- _WHAT THE TASK ASKS_
Everything in the listing must be transcribed exactly, from the first line to the last.

- _MATERIAL FOR THIS TASK_
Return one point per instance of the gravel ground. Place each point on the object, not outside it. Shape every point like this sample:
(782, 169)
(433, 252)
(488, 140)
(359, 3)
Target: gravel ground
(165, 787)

- _FINISHED EXERCISE_
Return one point per instance of the gravel ground. Place each point on the object, not outside it. Shape every point like this sample:
(782, 169)
(433, 252)
(488, 140)
(359, 3)
Target: gravel ground
(165, 787)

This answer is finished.